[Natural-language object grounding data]
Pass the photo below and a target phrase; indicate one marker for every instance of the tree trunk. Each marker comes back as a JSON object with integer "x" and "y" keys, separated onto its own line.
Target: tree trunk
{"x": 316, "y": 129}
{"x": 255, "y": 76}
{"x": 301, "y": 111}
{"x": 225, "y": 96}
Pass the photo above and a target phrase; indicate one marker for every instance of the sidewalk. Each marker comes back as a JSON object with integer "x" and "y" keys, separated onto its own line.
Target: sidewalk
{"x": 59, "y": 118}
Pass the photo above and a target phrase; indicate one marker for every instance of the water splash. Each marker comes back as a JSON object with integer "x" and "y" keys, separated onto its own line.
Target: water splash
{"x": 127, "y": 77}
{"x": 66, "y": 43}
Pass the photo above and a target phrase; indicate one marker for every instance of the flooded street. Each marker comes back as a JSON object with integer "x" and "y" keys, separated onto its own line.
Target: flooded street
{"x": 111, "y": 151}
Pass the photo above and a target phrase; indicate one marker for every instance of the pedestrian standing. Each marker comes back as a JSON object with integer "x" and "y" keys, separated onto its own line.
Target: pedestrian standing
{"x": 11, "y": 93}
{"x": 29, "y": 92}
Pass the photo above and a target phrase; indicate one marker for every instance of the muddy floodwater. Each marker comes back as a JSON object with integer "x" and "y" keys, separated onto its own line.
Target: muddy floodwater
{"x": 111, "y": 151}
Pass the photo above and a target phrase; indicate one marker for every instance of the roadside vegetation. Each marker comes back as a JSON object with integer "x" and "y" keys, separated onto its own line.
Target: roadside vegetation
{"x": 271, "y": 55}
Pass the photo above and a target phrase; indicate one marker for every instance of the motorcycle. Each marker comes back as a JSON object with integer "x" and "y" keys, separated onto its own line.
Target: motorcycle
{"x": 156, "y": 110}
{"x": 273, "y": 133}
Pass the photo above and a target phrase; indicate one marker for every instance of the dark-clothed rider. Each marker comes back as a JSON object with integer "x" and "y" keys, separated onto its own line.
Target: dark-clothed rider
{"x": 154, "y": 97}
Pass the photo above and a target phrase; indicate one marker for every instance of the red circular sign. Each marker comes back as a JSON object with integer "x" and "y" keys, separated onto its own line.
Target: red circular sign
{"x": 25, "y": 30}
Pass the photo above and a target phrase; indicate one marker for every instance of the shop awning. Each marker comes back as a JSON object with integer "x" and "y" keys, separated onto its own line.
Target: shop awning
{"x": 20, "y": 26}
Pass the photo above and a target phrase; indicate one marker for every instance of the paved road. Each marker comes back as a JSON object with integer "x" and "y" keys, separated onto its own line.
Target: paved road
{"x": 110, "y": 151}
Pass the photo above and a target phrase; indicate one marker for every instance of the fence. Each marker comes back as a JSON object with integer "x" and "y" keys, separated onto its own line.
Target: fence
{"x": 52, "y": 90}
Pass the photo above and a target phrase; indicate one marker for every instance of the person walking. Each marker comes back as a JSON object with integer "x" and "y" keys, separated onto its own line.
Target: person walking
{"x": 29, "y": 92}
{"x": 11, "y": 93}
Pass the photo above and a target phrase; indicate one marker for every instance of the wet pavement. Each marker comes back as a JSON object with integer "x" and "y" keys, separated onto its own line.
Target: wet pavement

_Aim of the task_
How many lines in the entries contain the string "pavement"? Give the number only.

_Answer area_
2